- **EXCERPTED DATA**
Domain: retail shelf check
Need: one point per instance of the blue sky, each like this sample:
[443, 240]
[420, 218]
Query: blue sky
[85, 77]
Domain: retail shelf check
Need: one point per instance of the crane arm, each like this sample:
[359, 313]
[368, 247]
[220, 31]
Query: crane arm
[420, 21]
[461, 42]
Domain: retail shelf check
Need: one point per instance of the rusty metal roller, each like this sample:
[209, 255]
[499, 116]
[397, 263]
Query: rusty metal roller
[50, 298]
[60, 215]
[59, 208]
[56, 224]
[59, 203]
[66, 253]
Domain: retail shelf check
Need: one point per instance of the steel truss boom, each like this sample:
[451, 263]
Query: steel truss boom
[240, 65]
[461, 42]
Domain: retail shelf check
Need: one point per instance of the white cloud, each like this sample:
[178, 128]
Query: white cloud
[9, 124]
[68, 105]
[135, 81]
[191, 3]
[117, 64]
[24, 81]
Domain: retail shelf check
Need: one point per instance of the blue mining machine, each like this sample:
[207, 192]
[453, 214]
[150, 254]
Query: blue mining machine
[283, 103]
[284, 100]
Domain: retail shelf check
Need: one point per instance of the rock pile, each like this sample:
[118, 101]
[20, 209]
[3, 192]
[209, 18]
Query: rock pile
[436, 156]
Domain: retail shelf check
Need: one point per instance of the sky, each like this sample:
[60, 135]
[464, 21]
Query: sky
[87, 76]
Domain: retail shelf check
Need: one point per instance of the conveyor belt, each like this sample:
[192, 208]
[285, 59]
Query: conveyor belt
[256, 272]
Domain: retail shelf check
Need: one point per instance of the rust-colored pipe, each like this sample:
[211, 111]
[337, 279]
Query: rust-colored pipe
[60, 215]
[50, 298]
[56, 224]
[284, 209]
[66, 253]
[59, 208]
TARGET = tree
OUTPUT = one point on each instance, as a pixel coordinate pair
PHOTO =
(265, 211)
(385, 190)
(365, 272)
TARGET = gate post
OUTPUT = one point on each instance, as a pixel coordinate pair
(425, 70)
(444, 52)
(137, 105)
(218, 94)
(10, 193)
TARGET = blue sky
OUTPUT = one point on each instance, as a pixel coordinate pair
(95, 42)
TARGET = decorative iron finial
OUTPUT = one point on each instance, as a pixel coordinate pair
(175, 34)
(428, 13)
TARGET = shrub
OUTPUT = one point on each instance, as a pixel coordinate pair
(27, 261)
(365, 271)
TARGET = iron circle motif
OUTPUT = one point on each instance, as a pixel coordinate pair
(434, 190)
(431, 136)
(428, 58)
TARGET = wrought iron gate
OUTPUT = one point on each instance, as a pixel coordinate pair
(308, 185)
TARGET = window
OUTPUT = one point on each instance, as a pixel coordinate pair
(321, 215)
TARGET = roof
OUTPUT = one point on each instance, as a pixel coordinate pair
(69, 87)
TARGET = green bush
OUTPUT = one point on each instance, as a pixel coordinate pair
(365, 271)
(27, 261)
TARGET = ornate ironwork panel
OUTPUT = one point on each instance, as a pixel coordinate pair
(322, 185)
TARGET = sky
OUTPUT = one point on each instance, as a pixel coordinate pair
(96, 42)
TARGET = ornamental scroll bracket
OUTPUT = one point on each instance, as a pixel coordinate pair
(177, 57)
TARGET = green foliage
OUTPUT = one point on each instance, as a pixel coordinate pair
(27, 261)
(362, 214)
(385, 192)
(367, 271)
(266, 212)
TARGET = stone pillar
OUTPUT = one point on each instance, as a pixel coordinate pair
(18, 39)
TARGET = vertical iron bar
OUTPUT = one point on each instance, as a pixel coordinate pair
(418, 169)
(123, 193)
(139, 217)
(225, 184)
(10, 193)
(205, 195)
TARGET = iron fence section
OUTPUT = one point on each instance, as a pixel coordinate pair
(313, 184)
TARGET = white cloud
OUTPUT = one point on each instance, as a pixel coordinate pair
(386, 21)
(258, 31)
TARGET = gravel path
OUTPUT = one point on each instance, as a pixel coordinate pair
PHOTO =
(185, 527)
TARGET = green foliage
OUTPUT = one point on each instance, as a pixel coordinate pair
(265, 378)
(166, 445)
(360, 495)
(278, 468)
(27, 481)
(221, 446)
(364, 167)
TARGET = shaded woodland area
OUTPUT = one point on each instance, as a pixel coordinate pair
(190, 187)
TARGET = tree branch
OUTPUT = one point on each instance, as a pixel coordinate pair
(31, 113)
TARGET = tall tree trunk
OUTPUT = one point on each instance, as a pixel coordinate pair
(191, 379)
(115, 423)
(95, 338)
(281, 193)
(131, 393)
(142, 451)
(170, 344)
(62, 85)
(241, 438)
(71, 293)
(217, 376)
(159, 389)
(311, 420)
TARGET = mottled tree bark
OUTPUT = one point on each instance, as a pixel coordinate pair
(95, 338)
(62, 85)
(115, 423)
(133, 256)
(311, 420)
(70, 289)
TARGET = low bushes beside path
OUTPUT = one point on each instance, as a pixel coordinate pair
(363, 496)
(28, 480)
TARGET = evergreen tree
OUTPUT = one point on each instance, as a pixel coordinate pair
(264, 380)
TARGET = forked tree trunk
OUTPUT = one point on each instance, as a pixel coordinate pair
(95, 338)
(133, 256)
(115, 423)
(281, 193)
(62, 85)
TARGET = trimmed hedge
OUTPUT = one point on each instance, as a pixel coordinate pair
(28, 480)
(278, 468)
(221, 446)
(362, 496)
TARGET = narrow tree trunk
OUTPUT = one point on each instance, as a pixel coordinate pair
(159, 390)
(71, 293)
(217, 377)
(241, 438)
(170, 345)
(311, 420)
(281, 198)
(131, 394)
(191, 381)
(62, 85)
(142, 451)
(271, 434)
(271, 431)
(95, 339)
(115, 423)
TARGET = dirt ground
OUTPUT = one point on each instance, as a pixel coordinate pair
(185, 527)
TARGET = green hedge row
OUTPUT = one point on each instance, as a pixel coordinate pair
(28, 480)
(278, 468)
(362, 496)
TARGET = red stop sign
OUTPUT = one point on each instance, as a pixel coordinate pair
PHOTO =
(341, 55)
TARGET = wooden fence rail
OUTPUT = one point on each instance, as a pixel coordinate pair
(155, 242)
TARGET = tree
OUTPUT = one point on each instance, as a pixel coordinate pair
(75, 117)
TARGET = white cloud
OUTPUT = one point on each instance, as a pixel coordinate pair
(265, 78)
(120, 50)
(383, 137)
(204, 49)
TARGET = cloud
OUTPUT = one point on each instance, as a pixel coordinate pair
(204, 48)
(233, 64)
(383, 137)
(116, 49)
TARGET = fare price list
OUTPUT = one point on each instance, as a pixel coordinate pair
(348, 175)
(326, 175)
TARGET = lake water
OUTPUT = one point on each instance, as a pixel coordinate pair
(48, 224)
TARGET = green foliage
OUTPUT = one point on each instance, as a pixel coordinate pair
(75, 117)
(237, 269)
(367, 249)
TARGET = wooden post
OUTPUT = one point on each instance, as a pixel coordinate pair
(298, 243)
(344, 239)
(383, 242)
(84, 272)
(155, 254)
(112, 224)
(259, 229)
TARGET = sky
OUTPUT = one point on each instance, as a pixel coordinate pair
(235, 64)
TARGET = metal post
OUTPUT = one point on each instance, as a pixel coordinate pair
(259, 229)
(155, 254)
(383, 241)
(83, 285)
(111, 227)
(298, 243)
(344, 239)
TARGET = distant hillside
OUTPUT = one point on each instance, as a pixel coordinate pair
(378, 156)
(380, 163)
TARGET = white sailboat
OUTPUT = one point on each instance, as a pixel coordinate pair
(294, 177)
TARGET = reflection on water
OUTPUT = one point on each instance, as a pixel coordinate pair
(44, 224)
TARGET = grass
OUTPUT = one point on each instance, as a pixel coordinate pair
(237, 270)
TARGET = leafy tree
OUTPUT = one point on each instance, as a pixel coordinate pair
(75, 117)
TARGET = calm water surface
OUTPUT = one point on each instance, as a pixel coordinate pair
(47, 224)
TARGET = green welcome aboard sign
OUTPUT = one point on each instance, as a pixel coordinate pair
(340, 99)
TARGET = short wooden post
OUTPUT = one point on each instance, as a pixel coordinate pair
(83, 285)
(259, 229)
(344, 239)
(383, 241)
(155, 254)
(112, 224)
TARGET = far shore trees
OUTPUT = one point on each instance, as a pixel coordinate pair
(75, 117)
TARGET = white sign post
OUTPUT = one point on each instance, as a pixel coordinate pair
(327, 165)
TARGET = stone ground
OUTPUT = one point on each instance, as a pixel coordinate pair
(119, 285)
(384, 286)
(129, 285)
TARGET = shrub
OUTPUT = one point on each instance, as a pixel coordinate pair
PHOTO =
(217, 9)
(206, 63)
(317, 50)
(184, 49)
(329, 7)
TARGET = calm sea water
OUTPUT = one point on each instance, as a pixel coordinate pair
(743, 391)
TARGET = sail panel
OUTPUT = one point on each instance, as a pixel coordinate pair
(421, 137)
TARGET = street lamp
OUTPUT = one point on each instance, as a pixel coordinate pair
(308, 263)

- **EXERCISE DETAILS**
Copy the lines from the one holding "TARGET = calm water surface" through the end of the records, inclusive, with the requests, and multiply every coordinate in the answers by 1.8, rounding to whole numbers with halves rounded up. Leave any numbers in the requests as they are.

- **WRITTEN ANSWER**
TARGET = calm water surface
OUTPUT = one point on each instance, as a pixel coordinate pair
(85, 403)
TARGET = green welcome aboard sign
OUTPUT = one point on each instance, as a pixel coordinate pair
(612, 178)
TARGET = short wooden post
OUTPUT = one point on each instance, as a pixel coordinate pair
(149, 513)
(466, 412)
(619, 430)
(689, 434)
(279, 457)
(202, 403)
TARGET = far shore trees
OUTPUT = one point on each instance, as a pixel coordinate pair
(135, 211)
TARGET = white sign post
OUTPUT = one point on each instance, as a pixel coordinate pair
(589, 297)
TARGET = stone ground
OUTPUT = one point on each instance, as a pixel coordinate pair
(214, 513)
(691, 515)
(232, 513)
TARGET = shrub
OUTPUT = one point on each instance, as a pixel coordinate pair
PHOTO =
(391, 16)
(371, 113)
(571, 90)
(331, 88)
(592, 13)
TARGET = calm sea water
OUTPUT = one point on each instance, as a pixel coordinate pair
(1337, 704)
TARGET = sail panel
OUTPUT = one point on each instance, as a pixel coordinate pair
(758, 247)
TARGET = street lamp
OUTPUT = one point on each instance, as a pixel coordinate pair
(554, 473)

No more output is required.